Rewrite the records below, changing every "put a marker on" to "place a pin on" and keeping all other wording the same. Leave the pictures out of your answer.

☆ ☆ ☆ ☆

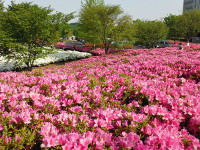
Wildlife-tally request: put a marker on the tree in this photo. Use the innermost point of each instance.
(172, 22)
(29, 28)
(189, 24)
(150, 32)
(60, 26)
(103, 23)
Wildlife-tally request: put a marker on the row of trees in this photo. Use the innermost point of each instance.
(25, 28)
(99, 22)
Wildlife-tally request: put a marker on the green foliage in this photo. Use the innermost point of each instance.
(150, 32)
(189, 24)
(25, 28)
(60, 26)
(171, 21)
(103, 23)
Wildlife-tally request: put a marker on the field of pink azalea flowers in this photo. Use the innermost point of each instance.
(141, 99)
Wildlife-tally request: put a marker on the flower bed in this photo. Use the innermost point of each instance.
(140, 99)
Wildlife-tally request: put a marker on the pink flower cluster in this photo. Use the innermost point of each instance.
(141, 99)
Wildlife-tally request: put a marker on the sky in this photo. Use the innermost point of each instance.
(138, 9)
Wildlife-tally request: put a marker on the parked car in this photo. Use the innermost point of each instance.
(163, 43)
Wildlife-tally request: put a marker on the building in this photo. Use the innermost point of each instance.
(191, 4)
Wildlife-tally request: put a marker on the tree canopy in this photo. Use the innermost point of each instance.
(103, 23)
(26, 28)
(150, 32)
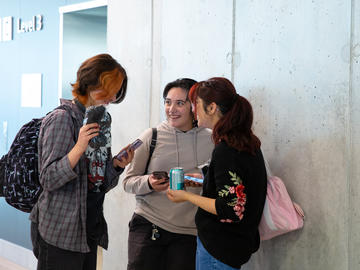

☆ ☆ ☆ ☆

| THE SOLUTION |
Wildlife-tally request: place a pin on the tree in this photo. Use the innermost point of each instance.
(172, 22)
(29, 28)
(189, 24)
(150, 32)
(60, 26)
(103, 23)
Wildlife-tally request: place a pin on the row of trees in this photo. Use the innermost point of each instance.
(25, 28)
(99, 22)
Wildlife-tally request: place a pin on the green foliage in this photo. Use the innermost point of each instance.
(150, 32)
(189, 24)
(25, 28)
(60, 26)
(171, 21)
(103, 23)
Wildlife-tally request: place a pin on the field of pink azalea flowers in this photo. Use the innermost point of each instance.
(141, 99)
Wildlife-tally request: place a pin on the flower bed in this photo. Use the innermost point of each instance.
(140, 99)
Wildlife-tally request: place a pin on the pink flower cluster in this photo. Use the innermost point of each instance.
(141, 99)
Wildlife-tally request: place a pin on the sky in this photo. Use the innermost point of each instance.
(138, 9)
Wildlife-tally request: place a pin on the parked car in this photo. Use the innermost point of each instance.
(163, 43)
Wildlife-tally request: place a pin on the building in this photo. Use the innermost point of each instance.
(191, 4)
Wildlife-tally request: place a pin on the tree canopy in this photo. Use the innermost point of each instance.
(103, 23)
(26, 28)
(150, 32)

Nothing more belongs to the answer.